Excerpts from a dataset on object pointing
— START —

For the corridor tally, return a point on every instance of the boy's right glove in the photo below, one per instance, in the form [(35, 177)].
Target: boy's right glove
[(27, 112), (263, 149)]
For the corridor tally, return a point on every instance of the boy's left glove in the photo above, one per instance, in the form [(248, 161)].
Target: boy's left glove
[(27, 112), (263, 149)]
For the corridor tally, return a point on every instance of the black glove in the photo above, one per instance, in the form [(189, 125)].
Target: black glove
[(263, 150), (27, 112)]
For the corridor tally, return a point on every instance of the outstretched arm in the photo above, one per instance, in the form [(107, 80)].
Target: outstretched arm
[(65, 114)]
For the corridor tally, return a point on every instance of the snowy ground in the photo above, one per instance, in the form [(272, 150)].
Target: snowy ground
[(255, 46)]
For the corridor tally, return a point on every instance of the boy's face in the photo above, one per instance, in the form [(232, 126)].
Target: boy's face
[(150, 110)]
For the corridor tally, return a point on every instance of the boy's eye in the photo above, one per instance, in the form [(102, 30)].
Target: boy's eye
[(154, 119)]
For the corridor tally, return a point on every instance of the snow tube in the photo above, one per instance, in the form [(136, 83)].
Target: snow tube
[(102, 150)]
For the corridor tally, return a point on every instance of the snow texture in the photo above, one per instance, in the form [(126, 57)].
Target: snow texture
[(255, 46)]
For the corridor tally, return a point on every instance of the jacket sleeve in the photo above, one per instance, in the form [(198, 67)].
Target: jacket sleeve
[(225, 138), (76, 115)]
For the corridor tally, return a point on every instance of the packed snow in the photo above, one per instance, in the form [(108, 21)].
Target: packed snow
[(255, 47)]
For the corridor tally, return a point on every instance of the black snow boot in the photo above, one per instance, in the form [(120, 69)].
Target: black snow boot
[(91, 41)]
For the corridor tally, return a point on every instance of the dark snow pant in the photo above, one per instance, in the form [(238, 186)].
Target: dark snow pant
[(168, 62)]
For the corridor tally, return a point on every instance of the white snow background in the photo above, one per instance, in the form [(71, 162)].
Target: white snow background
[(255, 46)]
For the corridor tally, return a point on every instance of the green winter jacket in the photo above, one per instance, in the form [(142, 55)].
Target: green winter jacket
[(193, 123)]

— END —

Render the listing above, from its start through the line containing "[(263, 150), (27, 112)]", as a JSON list of strings with one string per line, omitting blank lines and any line after that point.

[
  "For the corridor tally, return a point on every instance of the boy's right glove in the photo below, one per instance, in the form [(35, 177)].",
  "Target: boy's right glove",
  "[(27, 112), (263, 149)]",
  "For the corridor tally, return a point on every instance of the boy's left glove in the photo above, one per instance, in the form [(248, 161)].",
  "Target: boy's left glove",
  "[(27, 112), (263, 149)]",
  "For the corridor tally, return a point on every instance of the black glove in the photo above, one per instance, in the form [(189, 125)].",
  "Target: black glove",
  "[(263, 150), (27, 112)]"
]